WHAT THE EXERCISE ASKS
Give the lines from the one containing "of the blazer" through the one containing "<point>179,122</point>", inclusive, as a Markdown table with the columns Row and Line. Number each line in Row, skip blank lines, and include nothing else from the records.

RECORD EXTRACTS
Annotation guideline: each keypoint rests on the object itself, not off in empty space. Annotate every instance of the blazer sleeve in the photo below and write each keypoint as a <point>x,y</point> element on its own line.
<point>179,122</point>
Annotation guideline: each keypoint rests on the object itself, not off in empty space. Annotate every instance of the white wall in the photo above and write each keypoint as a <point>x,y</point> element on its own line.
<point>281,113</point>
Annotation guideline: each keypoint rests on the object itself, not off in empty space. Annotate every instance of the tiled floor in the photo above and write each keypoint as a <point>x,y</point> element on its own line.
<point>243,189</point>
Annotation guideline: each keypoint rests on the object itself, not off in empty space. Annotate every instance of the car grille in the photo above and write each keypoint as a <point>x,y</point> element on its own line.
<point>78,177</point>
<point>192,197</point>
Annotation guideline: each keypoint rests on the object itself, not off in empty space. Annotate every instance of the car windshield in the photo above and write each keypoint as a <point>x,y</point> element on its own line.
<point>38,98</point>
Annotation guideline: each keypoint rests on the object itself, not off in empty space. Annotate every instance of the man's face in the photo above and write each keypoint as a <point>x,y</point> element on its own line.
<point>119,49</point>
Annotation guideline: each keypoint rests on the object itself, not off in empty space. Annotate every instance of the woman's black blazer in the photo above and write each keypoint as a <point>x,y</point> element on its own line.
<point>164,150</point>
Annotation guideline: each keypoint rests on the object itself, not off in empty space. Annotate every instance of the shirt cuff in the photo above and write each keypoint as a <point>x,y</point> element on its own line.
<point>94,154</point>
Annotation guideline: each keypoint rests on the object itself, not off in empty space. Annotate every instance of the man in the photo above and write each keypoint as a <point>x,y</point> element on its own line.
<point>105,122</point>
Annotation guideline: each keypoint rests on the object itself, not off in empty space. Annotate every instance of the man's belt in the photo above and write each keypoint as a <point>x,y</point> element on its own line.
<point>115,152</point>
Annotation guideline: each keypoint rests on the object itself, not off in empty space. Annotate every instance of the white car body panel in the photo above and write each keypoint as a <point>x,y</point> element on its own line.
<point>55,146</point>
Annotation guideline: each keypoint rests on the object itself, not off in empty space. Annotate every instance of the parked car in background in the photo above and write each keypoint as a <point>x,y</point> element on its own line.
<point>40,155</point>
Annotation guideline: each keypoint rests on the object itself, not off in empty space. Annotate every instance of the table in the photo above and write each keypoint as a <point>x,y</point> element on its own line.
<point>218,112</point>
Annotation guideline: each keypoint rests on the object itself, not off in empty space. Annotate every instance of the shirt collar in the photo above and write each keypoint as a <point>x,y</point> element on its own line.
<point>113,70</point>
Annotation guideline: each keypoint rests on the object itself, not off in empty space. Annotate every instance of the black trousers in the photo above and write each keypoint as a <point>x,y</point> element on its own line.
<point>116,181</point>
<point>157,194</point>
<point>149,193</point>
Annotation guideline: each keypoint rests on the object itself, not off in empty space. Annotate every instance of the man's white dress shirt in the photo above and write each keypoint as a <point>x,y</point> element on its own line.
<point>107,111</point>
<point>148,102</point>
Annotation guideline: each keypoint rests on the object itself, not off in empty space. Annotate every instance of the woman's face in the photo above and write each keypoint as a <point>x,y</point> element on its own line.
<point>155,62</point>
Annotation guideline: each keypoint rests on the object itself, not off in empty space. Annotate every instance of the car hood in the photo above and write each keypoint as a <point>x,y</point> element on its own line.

---

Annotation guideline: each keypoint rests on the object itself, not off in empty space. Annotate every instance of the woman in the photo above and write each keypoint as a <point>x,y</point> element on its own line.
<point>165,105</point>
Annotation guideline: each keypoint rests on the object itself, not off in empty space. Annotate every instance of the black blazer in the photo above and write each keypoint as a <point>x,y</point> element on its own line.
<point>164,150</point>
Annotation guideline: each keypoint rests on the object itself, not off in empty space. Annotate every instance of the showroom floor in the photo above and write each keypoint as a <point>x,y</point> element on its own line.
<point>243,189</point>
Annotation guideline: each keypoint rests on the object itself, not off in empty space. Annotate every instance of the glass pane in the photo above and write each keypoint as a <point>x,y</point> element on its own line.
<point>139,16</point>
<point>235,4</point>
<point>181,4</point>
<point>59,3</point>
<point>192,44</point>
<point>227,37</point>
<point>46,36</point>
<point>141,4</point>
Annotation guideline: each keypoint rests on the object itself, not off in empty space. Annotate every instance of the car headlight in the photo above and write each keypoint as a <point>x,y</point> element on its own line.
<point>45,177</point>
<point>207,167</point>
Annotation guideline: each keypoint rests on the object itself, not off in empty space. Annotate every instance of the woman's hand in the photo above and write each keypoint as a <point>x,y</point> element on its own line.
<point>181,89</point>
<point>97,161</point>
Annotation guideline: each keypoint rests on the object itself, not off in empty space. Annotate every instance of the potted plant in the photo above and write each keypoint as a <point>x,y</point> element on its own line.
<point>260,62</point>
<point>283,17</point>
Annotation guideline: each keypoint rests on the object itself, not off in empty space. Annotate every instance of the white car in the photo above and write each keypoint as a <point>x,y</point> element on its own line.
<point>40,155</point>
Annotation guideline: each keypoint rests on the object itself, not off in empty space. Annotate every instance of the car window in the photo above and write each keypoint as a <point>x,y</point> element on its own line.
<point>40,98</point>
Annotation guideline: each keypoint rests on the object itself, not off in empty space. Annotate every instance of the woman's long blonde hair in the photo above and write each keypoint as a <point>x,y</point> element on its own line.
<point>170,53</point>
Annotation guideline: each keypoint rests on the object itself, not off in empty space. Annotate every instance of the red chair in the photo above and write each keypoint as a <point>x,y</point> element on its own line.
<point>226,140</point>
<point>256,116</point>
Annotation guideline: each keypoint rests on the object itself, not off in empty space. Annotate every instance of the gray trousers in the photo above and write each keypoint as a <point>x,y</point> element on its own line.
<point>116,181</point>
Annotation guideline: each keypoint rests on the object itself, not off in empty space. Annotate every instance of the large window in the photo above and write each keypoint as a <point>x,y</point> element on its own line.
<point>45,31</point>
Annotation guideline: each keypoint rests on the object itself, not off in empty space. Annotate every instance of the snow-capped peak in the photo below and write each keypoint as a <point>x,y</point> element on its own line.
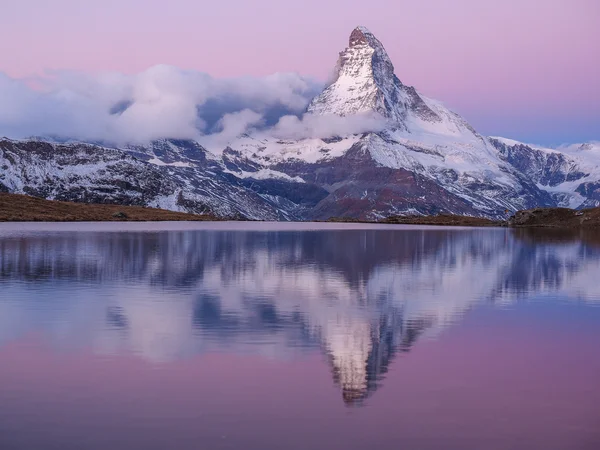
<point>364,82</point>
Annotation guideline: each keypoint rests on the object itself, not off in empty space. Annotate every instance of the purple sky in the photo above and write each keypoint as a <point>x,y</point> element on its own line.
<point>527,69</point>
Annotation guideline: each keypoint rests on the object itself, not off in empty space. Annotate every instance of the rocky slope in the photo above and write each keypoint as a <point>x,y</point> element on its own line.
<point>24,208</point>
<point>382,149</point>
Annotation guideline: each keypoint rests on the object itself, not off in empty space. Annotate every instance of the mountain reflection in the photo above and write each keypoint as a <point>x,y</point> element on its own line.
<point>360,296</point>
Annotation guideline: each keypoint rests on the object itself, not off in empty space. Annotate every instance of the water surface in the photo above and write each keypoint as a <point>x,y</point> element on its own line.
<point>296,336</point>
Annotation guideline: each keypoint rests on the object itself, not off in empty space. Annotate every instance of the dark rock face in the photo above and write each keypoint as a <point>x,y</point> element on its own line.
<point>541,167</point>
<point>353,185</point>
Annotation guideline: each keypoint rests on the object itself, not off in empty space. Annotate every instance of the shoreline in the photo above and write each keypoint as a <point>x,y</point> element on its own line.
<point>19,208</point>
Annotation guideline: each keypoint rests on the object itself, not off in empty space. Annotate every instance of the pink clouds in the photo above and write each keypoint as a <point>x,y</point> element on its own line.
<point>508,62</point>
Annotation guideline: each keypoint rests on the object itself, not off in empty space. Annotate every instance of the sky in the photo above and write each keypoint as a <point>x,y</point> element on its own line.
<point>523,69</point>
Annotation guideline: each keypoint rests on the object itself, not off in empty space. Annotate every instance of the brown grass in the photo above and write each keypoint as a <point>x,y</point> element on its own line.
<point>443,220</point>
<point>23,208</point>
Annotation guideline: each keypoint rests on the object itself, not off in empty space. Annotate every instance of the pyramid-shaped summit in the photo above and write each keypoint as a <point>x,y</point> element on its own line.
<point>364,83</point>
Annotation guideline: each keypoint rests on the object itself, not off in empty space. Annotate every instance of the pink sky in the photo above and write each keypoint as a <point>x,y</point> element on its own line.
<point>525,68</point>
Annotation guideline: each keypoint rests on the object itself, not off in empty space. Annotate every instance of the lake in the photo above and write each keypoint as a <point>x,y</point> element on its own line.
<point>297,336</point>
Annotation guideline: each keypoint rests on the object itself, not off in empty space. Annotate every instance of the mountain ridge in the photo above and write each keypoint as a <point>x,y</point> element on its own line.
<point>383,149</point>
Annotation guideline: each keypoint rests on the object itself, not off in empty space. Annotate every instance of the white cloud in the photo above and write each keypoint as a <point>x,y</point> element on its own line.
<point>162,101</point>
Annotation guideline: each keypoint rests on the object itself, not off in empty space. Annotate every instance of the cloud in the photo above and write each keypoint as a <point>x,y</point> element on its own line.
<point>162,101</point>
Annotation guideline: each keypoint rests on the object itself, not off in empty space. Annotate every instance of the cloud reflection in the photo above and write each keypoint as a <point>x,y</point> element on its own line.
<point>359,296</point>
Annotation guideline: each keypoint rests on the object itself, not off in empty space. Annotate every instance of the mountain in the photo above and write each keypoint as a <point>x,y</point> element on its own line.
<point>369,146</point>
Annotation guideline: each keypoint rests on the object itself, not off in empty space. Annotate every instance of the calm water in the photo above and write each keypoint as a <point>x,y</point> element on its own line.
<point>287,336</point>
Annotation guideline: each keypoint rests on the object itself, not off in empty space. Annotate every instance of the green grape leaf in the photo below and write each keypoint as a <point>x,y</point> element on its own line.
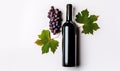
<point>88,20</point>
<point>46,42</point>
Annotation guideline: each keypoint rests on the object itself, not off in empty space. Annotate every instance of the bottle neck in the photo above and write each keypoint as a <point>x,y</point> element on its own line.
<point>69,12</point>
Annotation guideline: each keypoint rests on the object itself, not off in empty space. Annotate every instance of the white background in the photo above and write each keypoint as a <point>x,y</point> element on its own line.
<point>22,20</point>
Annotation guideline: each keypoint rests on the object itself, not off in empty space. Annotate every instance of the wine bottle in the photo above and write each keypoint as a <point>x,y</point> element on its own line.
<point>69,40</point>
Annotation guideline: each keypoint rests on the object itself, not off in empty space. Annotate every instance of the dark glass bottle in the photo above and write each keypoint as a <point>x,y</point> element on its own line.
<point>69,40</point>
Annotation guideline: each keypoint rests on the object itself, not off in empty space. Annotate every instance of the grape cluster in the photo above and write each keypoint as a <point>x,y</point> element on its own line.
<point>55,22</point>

RESULT OF THIS EXERCISE
| Row | Line |
|---|---|
| 1 | Annotation guideline: each keypoint rests on the object itself, not off in empty space. Annotate every instance of the blazer sleeve in the photo below and write each keypoint as a <point>x,y</point> element on its own line. |
| 2 | <point>179,122</point> |